## DESCRIPTION OF THE TASK
From the material below, return only the lines from the one containing "find the mountain" through the one containing "left=0, top=0, right=640, bottom=177", copied without any change.

## EXERCISE MATERIALS
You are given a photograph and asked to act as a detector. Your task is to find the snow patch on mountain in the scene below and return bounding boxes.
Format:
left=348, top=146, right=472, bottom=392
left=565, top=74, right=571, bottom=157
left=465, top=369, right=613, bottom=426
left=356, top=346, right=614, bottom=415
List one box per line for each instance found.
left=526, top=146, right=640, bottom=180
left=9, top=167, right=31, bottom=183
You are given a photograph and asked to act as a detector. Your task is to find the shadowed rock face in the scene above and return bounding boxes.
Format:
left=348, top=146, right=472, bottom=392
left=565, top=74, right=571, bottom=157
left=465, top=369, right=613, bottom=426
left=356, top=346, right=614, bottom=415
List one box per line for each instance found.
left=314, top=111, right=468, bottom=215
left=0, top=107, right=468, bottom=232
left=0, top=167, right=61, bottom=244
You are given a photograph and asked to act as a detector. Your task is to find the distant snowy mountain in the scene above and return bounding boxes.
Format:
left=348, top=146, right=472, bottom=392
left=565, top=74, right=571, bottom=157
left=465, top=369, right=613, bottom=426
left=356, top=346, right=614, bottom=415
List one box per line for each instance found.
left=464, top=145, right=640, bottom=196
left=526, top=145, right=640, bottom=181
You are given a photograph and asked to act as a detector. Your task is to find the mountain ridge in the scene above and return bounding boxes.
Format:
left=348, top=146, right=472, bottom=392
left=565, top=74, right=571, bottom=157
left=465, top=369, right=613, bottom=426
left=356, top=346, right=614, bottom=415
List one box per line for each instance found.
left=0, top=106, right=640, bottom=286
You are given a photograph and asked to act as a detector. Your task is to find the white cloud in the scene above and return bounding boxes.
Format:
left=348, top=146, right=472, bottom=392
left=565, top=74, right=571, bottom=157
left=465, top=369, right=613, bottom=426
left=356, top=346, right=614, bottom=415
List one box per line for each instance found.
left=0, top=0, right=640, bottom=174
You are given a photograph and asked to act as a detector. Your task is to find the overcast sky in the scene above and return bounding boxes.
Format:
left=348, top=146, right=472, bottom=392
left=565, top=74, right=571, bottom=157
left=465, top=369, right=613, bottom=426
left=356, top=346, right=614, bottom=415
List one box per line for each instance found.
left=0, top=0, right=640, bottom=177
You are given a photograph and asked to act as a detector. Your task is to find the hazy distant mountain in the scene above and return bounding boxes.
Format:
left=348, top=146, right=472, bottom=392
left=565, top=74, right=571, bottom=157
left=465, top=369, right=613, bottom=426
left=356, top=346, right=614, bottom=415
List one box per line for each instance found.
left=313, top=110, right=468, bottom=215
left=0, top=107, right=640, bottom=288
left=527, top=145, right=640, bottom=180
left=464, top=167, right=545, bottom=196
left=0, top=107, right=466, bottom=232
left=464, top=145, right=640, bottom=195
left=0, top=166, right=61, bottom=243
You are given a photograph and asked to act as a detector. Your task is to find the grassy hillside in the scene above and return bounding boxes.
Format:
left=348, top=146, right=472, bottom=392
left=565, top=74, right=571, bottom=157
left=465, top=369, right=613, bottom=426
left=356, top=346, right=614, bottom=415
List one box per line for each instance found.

## PROBLEM SOLUTION
You are given a photograph and asked to act as a detector. Your task is to find the mountain ridge in the scene above and return bounding boxes.
Format:
left=348, top=146, right=472, bottom=392
left=565, top=74, right=571, bottom=157
left=465, top=369, right=613, bottom=426
left=356, top=346, right=614, bottom=415
List one box per line for each instance found.
left=0, top=106, right=640, bottom=286
You are given a photograph and asked to act as a detector. Your task is to find the white cloud in the scene above and return bounding boxes.
Format:
left=348, top=146, right=472, bottom=392
left=565, top=74, right=571, bottom=157
left=465, top=369, right=613, bottom=426
left=356, top=346, right=614, bottom=415
List one box per line for each instance found.
left=0, top=0, right=640, bottom=174
You are given a photograph and asked to act as a detector. Your task is to find the overcast sky in the scene above and return bounding boxes.
Format:
left=348, top=146, right=472, bottom=392
left=565, top=74, right=571, bottom=157
left=465, top=369, right=613, bottom=426
left=356, top=346, right=614, bottom=415
List one box per line for each instance found.
left=0, top=0, right=640, bottom=177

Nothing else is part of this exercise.